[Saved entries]
########################################
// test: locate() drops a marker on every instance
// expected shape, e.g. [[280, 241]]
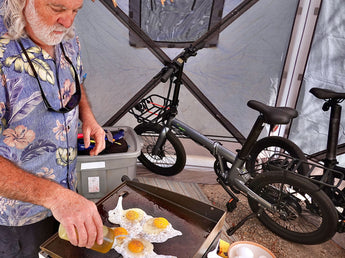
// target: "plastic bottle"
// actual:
[[108, 239]]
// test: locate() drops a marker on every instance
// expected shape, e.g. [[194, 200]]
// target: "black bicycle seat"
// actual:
[[327, 94], [273, 115]]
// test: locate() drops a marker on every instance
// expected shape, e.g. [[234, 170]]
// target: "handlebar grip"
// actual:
[[166, 75]]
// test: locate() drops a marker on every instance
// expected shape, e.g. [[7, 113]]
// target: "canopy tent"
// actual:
[[260, 54], [246, 64]]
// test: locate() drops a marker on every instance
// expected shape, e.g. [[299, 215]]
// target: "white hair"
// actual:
[[14, 19]]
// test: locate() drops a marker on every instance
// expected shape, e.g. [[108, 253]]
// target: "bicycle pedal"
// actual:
[[231, 205]]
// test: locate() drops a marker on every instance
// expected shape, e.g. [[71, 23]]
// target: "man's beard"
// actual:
[[42, 31]]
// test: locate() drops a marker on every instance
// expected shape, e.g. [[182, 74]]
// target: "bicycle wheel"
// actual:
[[304, 213], [274, 151], [171, 158]]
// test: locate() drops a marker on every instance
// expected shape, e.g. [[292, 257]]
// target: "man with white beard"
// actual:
[[41, 99]]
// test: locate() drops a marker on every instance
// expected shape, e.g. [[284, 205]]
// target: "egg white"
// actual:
[[158, 235], [118, 216], [146, 253]]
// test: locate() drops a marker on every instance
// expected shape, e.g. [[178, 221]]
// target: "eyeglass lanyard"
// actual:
[[42, 93], [36, 75]]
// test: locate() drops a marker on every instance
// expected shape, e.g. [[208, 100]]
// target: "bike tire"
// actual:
[[266, 147], [310, 218], [172, 157]]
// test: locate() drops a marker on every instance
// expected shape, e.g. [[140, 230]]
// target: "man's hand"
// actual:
[[80, 215], [96, 132]]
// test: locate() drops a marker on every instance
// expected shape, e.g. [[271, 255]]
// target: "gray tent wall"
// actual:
[[246, 64], [325, 69]]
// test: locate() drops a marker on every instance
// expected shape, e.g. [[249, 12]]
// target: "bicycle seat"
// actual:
[[273, 115], [327, 94]]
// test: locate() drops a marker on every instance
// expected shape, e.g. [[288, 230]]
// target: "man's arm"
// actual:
[[90, 126], [73, 211]]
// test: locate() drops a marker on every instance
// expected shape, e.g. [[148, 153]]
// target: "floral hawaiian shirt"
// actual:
[[40, 141]]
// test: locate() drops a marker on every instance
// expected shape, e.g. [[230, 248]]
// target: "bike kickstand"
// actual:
[[233, 229]]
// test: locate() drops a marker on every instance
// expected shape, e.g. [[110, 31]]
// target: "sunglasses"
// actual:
[[75, 98]]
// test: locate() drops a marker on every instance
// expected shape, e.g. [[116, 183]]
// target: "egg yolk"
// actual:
[[132, 215], [120, 231], [160, 222], [135, 246]]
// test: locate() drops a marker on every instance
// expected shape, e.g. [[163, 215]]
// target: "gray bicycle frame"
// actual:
[[218, 150]]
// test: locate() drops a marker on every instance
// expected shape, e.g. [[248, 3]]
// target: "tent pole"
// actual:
[[160, 54]]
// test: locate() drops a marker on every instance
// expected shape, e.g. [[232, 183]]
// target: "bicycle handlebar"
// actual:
[[167, 73]]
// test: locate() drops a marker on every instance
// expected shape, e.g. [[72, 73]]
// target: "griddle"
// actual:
[[199, 222]]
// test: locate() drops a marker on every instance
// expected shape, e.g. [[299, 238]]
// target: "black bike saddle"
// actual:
[[327, 94], [273, 115]]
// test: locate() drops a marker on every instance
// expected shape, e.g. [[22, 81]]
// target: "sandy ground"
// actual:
[[252, 230]]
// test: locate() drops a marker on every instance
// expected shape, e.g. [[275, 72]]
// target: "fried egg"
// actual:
[[158, 230], [120, 234], [138, 248], [130, 219]]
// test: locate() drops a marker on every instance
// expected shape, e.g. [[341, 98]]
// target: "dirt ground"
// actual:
[[252, 230]]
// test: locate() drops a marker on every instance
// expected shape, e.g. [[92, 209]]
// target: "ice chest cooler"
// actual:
[[98, 175]]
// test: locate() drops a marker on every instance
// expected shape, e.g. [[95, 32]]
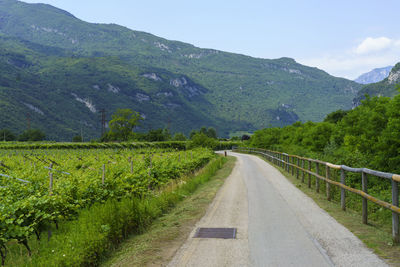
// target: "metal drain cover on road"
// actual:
[[226, 233]]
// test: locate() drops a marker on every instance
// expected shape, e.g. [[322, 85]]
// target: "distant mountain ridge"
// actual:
[[387, 87], [63, 71], [374, 76]]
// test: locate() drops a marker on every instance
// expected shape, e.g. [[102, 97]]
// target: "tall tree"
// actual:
[[123, 122]]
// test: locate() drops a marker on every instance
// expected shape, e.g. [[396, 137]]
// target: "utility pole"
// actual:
[[103, 122], [28, 120]]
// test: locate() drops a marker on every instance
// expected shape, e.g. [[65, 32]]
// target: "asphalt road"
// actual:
[[277, 225]]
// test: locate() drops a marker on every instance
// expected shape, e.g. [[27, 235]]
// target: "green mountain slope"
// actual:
[[78, 68], [387, 87]]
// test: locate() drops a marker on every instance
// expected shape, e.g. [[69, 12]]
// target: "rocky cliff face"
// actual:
[[386, 87], [374, 76]]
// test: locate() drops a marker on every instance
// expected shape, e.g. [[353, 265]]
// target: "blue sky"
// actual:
[[344, 38]]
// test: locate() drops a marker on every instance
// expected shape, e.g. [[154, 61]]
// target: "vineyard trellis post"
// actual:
[[342, 191], [364, 187]]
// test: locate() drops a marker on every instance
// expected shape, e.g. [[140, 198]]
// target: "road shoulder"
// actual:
[[158, 245]]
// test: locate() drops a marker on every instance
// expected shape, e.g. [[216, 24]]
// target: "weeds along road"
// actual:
[[277, 225]]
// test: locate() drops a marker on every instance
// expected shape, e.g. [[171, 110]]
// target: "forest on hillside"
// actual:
[[367, 136]]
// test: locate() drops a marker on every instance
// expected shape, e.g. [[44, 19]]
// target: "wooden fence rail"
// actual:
[[291, 162]]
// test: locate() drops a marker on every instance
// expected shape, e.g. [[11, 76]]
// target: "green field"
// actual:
[[41, 189]]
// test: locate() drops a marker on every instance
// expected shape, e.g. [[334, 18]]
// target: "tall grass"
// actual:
[[85, 241]]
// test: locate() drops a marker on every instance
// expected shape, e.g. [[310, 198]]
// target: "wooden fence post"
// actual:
[[316, 178], [103, 177], [131, 166], [309, 175], [395, 216], [51, 179], [364, 185], [328, 185], [342, 191], [287, 163], [292, 166]]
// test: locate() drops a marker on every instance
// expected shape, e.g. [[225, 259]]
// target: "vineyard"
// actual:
[[41, 188]]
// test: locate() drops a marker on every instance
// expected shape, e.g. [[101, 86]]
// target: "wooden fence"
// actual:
[[292, 162]]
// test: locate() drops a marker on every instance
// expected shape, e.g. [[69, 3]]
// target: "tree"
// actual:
[[336, 116], [6, 135], [212, 133], [179, 137], [122, 124], [77, 139], [158, 135], [32, 135]]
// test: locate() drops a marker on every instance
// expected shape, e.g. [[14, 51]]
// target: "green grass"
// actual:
[[376, 235], [100, 228], [157, 246]]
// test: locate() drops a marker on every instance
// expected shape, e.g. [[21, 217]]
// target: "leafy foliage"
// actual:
[[29, 206], [122, 124]]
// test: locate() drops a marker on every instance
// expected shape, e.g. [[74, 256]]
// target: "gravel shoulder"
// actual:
[[278, 225]]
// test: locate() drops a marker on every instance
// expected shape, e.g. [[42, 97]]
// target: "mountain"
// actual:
[[388, 87], [374, 76], [62, 71]]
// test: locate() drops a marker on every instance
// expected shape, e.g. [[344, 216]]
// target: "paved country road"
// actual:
[[277, 225]]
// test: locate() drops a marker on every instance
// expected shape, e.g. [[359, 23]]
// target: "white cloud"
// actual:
[[369, 54], [373, 45]]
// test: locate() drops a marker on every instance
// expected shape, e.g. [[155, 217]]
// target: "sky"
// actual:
[[343, 37]]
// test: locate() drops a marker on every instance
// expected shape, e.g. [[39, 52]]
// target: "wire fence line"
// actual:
[[293, 162]]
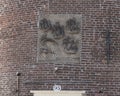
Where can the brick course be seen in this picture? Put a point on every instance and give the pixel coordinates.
(18, 48)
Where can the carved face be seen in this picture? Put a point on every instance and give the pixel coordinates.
(58, 31)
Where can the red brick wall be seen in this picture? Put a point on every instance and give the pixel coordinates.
(18, 48)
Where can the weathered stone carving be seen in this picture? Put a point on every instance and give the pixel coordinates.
(72, 26)
(58, 31)
(45, 24)
(59, 38)
(44, 39)
(70, 45)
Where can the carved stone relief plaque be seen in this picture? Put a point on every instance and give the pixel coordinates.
(59, 38)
########################################
What lines in the entries above include the string "white"? Return each one.

RESPONSE BELOW:
// target: "white hair"
// target: "man with white beard"
// target: "egg white"
// target: "white cloud"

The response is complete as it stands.